# Set task
Reproduce verbatim only the rows below that run from the line containing "Shelf-audit tagging: for every instance of the brown stem" through the line containing "x=521, y=269", including both of those lines.

# The records
====================

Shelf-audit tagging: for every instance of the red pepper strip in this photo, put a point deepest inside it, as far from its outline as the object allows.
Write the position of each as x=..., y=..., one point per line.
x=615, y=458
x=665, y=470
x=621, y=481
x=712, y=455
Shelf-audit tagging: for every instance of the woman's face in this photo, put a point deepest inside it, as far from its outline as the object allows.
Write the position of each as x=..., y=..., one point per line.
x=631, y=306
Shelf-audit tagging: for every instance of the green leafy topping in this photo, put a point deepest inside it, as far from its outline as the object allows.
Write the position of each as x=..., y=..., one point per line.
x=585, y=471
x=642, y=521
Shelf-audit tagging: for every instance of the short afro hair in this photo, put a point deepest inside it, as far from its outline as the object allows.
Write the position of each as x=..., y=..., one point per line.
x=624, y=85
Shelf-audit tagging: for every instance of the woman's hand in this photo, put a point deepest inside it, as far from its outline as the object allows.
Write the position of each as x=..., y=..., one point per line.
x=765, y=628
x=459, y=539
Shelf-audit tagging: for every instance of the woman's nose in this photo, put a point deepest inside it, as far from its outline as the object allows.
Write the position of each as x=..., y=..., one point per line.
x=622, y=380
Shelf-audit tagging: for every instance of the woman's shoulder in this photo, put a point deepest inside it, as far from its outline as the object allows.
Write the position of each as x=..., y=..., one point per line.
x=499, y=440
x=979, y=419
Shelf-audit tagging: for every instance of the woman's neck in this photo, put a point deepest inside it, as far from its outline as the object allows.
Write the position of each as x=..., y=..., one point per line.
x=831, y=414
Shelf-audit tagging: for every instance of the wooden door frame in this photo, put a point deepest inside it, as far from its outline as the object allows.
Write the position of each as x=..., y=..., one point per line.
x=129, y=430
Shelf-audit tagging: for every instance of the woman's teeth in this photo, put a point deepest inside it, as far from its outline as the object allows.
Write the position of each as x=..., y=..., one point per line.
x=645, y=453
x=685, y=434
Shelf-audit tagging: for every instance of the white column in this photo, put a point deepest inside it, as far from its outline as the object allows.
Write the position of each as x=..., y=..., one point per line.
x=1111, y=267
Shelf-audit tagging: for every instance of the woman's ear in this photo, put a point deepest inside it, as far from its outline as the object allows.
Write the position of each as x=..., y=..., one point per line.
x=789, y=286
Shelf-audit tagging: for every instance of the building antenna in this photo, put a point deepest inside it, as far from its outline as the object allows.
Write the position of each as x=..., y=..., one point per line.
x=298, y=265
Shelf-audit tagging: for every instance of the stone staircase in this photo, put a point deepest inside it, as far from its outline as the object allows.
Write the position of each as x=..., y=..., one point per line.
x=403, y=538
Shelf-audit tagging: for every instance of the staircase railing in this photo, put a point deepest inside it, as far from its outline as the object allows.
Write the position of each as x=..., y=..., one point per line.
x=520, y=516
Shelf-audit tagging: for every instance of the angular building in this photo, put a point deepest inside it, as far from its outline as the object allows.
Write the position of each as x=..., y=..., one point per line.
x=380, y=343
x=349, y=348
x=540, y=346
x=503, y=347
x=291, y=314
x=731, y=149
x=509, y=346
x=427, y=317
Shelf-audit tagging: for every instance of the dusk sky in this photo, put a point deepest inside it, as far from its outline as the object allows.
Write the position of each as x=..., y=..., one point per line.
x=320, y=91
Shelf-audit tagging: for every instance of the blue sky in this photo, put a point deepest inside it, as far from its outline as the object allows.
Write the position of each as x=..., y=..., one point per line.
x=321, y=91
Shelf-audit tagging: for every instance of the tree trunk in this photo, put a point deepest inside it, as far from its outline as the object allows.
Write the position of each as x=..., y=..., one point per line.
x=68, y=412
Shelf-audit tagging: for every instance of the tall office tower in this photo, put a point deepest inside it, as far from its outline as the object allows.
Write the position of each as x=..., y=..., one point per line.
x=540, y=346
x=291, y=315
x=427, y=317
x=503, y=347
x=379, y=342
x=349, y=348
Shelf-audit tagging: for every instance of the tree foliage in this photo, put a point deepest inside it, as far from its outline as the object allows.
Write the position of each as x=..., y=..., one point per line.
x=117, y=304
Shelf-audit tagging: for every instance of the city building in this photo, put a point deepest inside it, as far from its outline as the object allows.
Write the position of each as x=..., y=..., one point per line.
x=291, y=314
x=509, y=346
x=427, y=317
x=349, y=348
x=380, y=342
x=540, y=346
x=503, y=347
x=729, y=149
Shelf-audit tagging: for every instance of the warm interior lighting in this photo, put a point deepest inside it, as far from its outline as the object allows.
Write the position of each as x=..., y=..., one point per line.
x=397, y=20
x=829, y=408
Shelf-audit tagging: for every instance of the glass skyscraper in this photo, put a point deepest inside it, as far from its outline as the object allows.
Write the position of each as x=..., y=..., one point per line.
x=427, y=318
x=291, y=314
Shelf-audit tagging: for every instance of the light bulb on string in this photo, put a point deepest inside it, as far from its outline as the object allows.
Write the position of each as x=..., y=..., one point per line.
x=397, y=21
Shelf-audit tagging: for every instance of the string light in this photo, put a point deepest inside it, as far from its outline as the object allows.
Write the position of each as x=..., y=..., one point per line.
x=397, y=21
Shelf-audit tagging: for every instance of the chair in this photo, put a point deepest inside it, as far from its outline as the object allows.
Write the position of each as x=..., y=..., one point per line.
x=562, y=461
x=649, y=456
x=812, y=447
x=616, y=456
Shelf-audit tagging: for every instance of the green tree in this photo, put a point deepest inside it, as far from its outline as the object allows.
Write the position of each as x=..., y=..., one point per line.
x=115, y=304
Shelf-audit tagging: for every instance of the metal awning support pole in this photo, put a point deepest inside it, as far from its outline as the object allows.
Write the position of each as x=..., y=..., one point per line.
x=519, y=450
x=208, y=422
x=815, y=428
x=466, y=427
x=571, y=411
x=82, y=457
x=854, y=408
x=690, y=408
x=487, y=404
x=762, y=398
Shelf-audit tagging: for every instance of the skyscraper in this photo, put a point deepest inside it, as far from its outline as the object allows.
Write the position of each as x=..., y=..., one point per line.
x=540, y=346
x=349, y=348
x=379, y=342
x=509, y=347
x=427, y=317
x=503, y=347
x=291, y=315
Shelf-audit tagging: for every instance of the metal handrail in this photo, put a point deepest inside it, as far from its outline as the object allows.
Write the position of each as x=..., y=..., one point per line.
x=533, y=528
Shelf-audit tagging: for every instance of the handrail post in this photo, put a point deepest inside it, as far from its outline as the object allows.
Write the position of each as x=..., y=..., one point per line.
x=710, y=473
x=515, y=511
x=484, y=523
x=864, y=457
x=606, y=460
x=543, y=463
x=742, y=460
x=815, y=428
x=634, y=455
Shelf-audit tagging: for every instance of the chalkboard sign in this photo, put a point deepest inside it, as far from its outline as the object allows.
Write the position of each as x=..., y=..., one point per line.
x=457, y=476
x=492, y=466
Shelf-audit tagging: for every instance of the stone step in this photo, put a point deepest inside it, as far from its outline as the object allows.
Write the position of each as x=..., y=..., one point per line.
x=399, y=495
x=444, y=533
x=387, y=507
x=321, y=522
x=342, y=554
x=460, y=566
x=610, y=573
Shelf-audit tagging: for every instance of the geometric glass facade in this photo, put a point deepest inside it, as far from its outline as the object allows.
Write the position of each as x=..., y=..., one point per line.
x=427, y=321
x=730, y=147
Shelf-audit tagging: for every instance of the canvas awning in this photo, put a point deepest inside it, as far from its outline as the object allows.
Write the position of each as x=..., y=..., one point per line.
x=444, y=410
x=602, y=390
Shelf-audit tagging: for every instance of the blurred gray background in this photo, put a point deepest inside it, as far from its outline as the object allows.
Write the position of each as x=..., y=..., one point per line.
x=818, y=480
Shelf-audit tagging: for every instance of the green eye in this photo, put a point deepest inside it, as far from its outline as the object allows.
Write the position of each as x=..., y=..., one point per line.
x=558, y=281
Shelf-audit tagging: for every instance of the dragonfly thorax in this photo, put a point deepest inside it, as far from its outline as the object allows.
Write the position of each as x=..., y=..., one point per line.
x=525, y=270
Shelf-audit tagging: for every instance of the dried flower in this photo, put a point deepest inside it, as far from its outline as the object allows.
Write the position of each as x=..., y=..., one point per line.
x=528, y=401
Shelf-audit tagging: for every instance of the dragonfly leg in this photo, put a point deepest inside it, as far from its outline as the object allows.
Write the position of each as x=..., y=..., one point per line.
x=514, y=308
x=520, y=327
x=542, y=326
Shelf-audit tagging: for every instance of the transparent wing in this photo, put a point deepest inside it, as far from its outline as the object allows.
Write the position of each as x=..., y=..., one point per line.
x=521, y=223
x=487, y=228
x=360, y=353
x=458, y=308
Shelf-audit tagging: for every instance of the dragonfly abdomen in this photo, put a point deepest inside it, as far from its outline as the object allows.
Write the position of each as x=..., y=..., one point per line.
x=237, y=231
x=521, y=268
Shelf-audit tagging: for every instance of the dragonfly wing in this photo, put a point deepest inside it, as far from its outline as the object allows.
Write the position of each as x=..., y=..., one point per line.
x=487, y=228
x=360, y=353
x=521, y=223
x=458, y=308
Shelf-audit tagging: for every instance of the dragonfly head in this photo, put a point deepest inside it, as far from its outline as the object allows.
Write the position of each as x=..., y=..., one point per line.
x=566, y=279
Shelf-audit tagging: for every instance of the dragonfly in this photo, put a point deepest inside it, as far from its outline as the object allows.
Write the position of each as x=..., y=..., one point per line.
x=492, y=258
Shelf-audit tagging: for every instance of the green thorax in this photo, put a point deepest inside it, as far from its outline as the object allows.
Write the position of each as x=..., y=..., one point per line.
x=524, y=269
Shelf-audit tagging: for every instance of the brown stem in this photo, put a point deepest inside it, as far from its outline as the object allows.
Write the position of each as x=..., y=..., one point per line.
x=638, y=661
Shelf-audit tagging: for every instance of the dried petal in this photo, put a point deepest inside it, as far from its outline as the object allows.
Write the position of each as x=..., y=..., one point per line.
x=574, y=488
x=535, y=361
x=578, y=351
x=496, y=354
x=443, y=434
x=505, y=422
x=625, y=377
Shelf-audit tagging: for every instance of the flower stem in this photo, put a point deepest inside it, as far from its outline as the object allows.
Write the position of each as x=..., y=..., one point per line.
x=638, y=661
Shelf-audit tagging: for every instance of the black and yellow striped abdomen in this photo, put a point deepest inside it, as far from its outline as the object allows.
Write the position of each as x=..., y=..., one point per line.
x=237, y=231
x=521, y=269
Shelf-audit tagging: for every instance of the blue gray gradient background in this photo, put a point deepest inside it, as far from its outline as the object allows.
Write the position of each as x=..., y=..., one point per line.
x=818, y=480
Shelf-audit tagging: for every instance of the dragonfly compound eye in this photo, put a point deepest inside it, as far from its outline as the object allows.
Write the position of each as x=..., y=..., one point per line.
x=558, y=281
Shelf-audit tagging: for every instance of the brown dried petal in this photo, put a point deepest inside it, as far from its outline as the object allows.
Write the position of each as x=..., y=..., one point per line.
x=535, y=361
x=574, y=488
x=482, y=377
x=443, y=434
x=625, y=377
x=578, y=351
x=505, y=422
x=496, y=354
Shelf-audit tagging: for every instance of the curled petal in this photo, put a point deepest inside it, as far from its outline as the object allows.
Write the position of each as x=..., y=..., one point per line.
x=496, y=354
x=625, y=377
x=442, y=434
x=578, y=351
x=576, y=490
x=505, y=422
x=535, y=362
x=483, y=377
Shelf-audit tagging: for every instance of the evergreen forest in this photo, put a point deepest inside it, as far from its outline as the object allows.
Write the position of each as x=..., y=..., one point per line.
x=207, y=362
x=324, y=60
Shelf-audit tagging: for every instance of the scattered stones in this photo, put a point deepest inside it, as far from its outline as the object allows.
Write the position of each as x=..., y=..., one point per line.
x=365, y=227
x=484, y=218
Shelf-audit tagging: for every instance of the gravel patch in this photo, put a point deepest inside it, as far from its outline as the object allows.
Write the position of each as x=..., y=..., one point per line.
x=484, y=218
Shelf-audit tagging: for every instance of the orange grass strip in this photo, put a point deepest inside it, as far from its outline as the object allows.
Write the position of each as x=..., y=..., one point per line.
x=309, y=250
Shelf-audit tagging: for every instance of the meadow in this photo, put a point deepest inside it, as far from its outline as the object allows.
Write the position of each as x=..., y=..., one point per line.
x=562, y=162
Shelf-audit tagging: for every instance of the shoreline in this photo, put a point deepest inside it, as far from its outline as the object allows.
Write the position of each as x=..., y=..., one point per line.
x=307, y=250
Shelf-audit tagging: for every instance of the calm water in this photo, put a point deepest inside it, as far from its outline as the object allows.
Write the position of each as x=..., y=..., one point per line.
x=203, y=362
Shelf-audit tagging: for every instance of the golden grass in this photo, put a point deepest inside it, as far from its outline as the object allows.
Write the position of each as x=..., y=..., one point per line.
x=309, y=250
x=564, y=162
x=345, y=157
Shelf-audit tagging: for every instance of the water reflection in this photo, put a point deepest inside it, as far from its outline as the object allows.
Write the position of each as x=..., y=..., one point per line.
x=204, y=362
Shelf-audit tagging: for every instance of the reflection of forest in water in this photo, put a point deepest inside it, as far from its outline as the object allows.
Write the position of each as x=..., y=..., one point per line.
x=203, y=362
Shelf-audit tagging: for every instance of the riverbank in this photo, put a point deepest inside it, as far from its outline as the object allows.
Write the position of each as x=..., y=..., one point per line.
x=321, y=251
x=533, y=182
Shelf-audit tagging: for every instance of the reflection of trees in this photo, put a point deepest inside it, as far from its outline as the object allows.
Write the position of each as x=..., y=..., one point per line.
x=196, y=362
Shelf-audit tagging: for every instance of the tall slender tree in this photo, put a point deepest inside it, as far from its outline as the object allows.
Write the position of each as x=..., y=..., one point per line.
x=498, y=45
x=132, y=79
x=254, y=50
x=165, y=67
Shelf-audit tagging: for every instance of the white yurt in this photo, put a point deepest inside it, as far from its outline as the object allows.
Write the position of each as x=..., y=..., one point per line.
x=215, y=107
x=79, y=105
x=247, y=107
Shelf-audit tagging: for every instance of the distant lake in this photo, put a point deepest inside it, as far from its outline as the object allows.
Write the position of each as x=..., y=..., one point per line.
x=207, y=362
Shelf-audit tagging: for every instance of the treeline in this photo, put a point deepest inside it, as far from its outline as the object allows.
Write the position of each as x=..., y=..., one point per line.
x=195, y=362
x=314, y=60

====================

# Response to this task
Shelf-audit tagging: for every instance of the brown stem in this photo, put a point deepest inside it, as far from its outline as the object allows.
Write the position of each as x=..., y=..., one point per line.
x=638, y=661
Shelf-audit tagging: for every instance of the dried petal in this photo, put a point deepest inside it, as far from its outline as the object allows.
Write the position of each as x=..., y=..., one point per line.
x=574, y=488
x=535, y=361
x=578, y=351
x=496, y=354
x=443, y=434
x=505, y=422
x=625, y=377
Shelf-audit tagging: for every instance of the flower stem in this photo, put a point deepest inside it, as far from its outline as the object allows.
Write the position of each as x=..., y=..., one point per line.
x=638, y=661
Shelf-audit tagging: for every instance of the black and yellow striped abdomen in this photo, put a point deepest inside it, as far from its outline as the object allows.
Write the position of each as x=..., y=..., one point per line.
x=237, y=231
x=521, y=269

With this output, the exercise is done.